▸ **Direction**: Pictures stay out of the copy; set down each line of the listing below exactly.

▸ **Exercise materials**:
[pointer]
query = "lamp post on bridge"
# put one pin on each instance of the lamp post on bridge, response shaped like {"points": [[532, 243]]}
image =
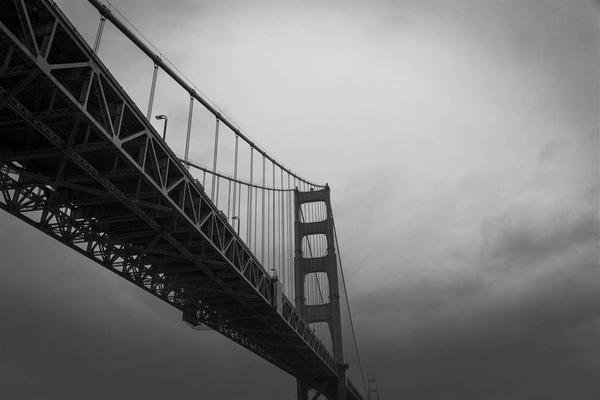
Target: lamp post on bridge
{"points": [[162, 116]]}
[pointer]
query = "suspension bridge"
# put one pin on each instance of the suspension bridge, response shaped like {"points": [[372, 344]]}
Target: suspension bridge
{"points": [[238, 242]]}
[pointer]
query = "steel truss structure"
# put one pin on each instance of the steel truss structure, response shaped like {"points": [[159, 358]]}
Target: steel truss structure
{"points": [[80, 162]]}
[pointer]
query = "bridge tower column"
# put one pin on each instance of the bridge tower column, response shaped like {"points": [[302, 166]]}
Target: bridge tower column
{"points": [[304, 264]]}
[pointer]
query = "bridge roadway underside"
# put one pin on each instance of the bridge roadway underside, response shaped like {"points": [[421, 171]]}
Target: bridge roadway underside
{"points": [[79, 161]]}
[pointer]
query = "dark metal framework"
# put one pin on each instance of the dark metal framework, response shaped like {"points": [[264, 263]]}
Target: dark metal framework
{"points": [[80, 162]]}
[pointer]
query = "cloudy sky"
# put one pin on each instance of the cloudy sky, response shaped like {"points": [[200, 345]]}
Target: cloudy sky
{"points": [[460, 140]]}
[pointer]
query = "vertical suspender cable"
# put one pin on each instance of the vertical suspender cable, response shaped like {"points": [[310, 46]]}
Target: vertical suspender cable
{"points": [[273, 205], [215, 154], [189, 131], [249, 204], [228, 198], [99, 34], [262, 214], [234, 217], [152, 89], [282, 231]]}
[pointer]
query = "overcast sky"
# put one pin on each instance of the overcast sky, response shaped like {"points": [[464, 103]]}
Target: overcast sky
{"points": [[460, 140]]}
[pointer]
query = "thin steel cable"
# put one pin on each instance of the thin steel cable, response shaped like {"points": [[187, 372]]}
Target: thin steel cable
{"points": [[362, 375]]}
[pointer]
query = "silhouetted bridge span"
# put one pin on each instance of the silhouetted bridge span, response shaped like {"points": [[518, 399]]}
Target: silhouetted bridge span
{"points": [[80, 162]]}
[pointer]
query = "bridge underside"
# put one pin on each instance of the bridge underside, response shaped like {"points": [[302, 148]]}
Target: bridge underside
{"points": [[79, 162]]}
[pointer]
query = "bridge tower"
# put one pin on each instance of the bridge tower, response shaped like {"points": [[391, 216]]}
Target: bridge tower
{"points": [[304, 265]]}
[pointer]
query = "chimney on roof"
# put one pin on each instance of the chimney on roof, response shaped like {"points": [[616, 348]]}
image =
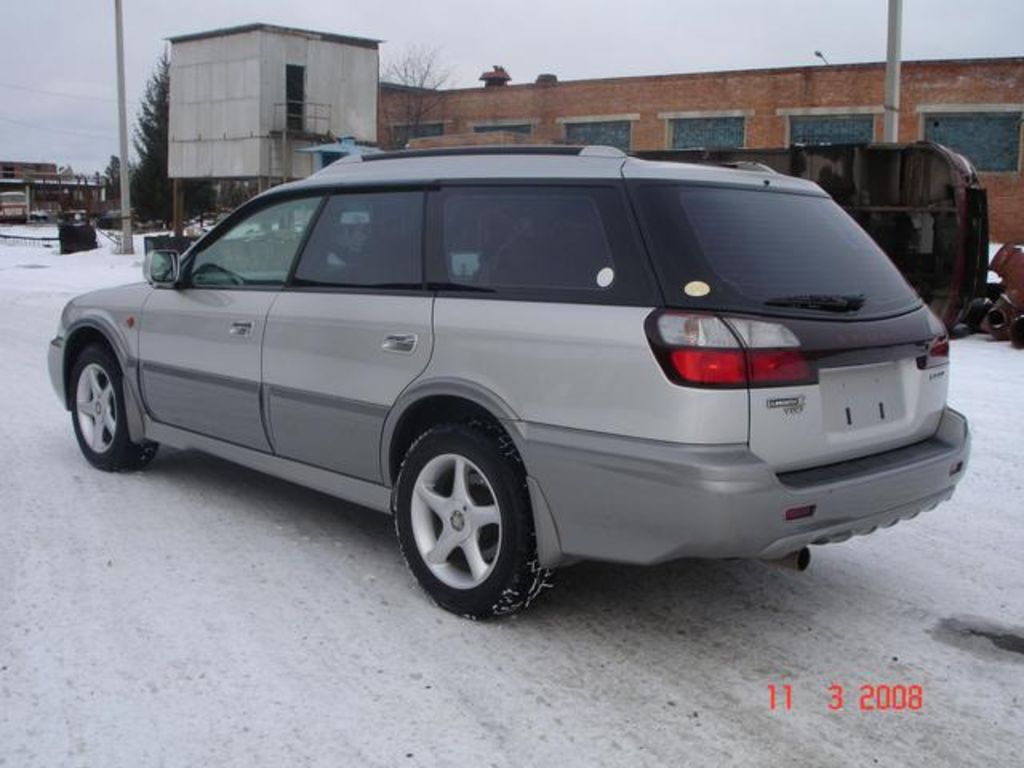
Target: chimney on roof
{"points": [[497, 77]]}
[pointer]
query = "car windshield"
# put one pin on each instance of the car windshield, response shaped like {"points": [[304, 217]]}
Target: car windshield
{"points": [[767, 251]]}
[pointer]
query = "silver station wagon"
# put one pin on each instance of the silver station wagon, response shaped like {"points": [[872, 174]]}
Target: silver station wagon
{"points": [[536, 355]]}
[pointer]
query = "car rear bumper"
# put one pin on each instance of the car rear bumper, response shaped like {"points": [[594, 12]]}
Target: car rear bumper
{"points": [[644, 502]]}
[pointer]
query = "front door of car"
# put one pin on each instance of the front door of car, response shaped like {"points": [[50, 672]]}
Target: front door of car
{"points": [[200, 342], [349, 333]]}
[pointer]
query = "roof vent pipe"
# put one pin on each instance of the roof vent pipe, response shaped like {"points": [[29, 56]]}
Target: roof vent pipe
{"points": [[496, 77]]}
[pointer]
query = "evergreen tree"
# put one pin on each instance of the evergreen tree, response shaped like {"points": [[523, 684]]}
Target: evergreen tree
{"points": [[151, 188]]}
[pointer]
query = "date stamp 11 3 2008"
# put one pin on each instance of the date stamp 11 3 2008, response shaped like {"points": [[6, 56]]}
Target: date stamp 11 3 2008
{"points": [[863, 697]]}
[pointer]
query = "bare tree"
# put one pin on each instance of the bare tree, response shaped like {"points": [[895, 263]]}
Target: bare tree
{"points": [[412, 94]]}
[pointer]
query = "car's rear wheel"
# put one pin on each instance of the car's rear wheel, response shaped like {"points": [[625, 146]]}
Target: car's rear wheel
{"points": [[464, 523], [98, 414]]}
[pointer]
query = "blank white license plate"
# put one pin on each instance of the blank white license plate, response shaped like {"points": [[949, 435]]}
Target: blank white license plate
{"points": [[861, 396]]}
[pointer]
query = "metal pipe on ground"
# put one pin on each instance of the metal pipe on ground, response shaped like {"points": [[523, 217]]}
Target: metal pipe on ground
{"points": [[1000, 317]]}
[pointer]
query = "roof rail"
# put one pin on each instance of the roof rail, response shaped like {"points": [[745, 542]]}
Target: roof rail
{"points": [[563, 150]]}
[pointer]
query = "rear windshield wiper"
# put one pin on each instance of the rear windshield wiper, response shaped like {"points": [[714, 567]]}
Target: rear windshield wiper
{"points": [[459, 287], [826, 302]]}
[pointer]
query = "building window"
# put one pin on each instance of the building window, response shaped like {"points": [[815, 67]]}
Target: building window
{"points": [[524, 128], [990, 140], [615, 133], [707, 133], [833, 129], [295, 95], [400, 134]]}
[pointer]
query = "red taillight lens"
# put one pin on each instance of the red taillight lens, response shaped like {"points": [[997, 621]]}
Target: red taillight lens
{"points": [[705, 350], [938, 353], [710, 367], [778, 367]]}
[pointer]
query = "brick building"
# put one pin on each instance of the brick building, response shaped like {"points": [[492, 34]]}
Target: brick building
{"points": [[42, 187], [973, 105]]}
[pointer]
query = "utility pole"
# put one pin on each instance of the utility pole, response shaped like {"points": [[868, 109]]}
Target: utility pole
{"points": [[126, 239], [892, 71]]}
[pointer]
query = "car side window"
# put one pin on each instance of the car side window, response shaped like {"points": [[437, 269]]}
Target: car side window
{"points": [[527, 240], [258, 250], [366, 240]]}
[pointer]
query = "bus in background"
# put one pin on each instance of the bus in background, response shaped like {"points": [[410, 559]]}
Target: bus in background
{"points": [[13, 207]]}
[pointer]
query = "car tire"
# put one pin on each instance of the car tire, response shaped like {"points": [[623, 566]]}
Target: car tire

▸ **Task result**:
[pointer]
query = "lamp post on bridge"
# put one pin on each instance of the lamp post on bridge, response shaped like {"points": [[532, 243]]}
image =
Target: lamp post on bridge
{"points": [[162, 116]]}
[pointer]
query = "suspension bridge"
# put one pin on each instance of the suspension bridge, response shaped like {"points": [[372, 344]]}
Target: suspension bridge
{"points": [[238, 242]]}
[pointer]
query = "steel truss structure"
# put one pin on each instance of the steel truss structure, response shaped like {"points": [[159, 358]]}
Target: steel truss structure
{"points": [[80, 162]]}
[pointer]
query = "bridge tower column"
# put one pin on each instance of the bridge tower column, response shaped like {"points": [[302, 166]]}
Target: bridge tower column
{"points": [[304, 264]]}
[pointer]
query = "bridge roadway underside"
# put one pin on each instance of the bridge roadway underside, response shaped like {"points": [[421, 171]]}
Target: bridge roadway underside
{"points": [[79, 161]]}
[pointer]
query = "dark metal framework"
# put one pin on each instance of the dark metal framework, response shaped like {"points": [[264, 263]]}
Target: dark metal framework
{"points": [[80, 162]]}
[pointer]
query = "cloudy sky"
# put one pin on each instance of the cloudy sky, response shaped like {"points": [[200, 345]]}
Target: cloudy sky
{"points": [[460, 140]]}
[pointer]
query = "vertical suspender cable"
# put one pin on each instance of the vertical suspender cable, response shaped like {"points": [[310, 46]]}
Target: vertical suspender cable
{"points": [[273, 205], [215, 154], [189, 131], [249, 204], [228, 198], [99, 34], [262, 214], [234, 217], [152, 89], [282, 231]]}
[pointer]
query = "overcast sky"
# put one pin on each instance of the overcast sky, response shaped like {"points": [[464, 103]]}
Target: overcast sky
{"points": [[460, 140]]}
[pointer]
query = "thin steel cable"
# put one pin on each instance of the thin steel cable, response shaped like {"points": [[187, 372]]}
Target: thin steel cable
{"points": [[362, 375]]}
[pointer]
query = "silhouetted bridge span"
# put one pin on each instance of the silhouetted bridge span, response shaped like {"points": [[518, 399]]}
Target: silhouetted bridge span
{"points": [[80, 162]]}
[pointer]
query = "bridge underside"
# put one pin on each instance of the bridge underside, response shaped like {"points": [[302, 148]]}
Target: bridge underside
{"points": [[79, 162]]}
[pointer]
query = "bridge tower"
# put one pin on each instance of the bridge tower, response shaped like {"points": [[391, 216]]}
Target: bridge tower
{"points": [[304, 265]]}
[pointer]
query = "chimney on roof"
# put one pin on each instance of the chimney on roof, response shaped like {"points": [[616, 348]]}
image =
Target: chimney on roof
{"points": [[497, 77]]}
[pointer]
query = "car windshield"
# put one pin on each instance of the car windshield, response shaped like {"points": [[304, 217]]}
Target: car windshield
{"points": [[767, 251]]}
[pointer]
query = "silver station wagon"
# put one pin on each instance of the silver station wagon, response shaped like {"points": [[872, 174]]}
Target: silver station wagon
{"points": [[536, 355]]}
[pointer]
query = "car rear bumper"
# put one pin on each instance of the car rear bumper, response shaped like {"points": [[594, 12]]}
Target: car rear bumper
{"points": [[644, 502]]}
[pointer]
query = "front door of car"
# put one pin on each instance of the front door of car, response shaped like {"points": [[50, 672]]}
Target: front door of car
{"points": [[200, 342], [349, 333]]}
[pointer]
query = "roof vent pipe"
# put one pin on each instance of the roof vent pipe, response shaped like {"points": [[29, 56]]}
Target: roof vent pipe
{"points": [[496, 77]]}
[pointer]
query = "evergreen tree"
# put one pin on each instance of the evergreen tree, response shaped like {"points": [[523, 684]]}
Target: evergreen tree
{"points": [[151, 188]]}
[pointer]
query = "date stamp 11 3 2008"
# put one pin on each instance of the date stamp 11 3 2008, response shaped like {"points": [[6, 56]]}
Target: date stamp 11 3 2008
{"points": [[863, 697]]}
[pointer]
query = "bare tree"
# put one pin on each instance of the bare tree, response shaped like {"points": [[895, 263]]}
Target: bare tree
{"points": [[412, 94]]}
[pointer]
query = "car's rear wheel"
# put one pin on each instance of the car's rear wheel, response shaped like {"points": [[625, 146]]}
Target: car's rear wheel
{"points": [[464, 523], [98, 414]]}
[pointer]
query = "blank white license plate"
# put one pin on each instance of the blank white license plate, response shaped like {"points": [[949, 435]]}
Target: blank white license plate
{"points": [[861, 396]]}
[pointer]
query = "metal pipe on ground"
# put one pin on each instance of the metal pipe on ground, response shaped like {"points": [[523, 217]]}
Target: metal pipe on ground
{"points": [[1000, 317]]}
[pointer]
query = "roof rail"
# put one pin on each instance of the roof rail, response shaped like {"points": [[745, 542]]}
Target: roof rail
{"points": [[563, 150]]}
[pointer]
query = "rear windshield wiper"
# put one pin on each instance of the rear windshield wiper, response shaped like {"points": [[714, 567]]}
Target: rear windshield wiper
{"points": [[459, 287], [826, 302]]}
[pointer]
query = "building window"
# put one pin on each instance of the building window, response shaped like {"points": [[815, 67]]}
Target: building window
{"points": [[524, 128], [990, 140], [615, 133], [707, 133], [833, 129], [295, 95], [400, 134]]}
[pointer]
query = "red taillight lens"
# put one pin on each instance of the red taillight lens, response shaped like {"points": [[997, 621]]}
Target: red taillight lens
{"points": [[705, 350], [938, 353], [710, 367], [778, 367]]}
[pointer]
query = "brick building"
# put one pin on each instance of the brick building, response shaped like {"points": [[492, 34]]}
Target: brick building
{"points": [[42, 187], [973, 105]]}
[pointer]
query = "utility pole"
# put one pin on each instance of the utility pole, response shaped like {"points": [[868, 109]]}
Target: utility pole
{"points": [[126, 239], [892, 71]]}
[pointer]
query = "car side window"
# put one pin on each instance of the car side window, response shaped like {"points": [[437, 269]]}
Target: car side window
{"points": [[527, 240], [258, 250], [366, 240]]}
[pointer]
query = "bus in background"
# put one pin on each instance of the bus in background, response shaped like {"points": [[410, 559]]}
Target: bus in background
{"points": [[13, 207]]}
[pointer]
query = "car tire"
# put one pin on each instance of the car tire, response shaped like {"points": [[623, 566]]}
Target: car tire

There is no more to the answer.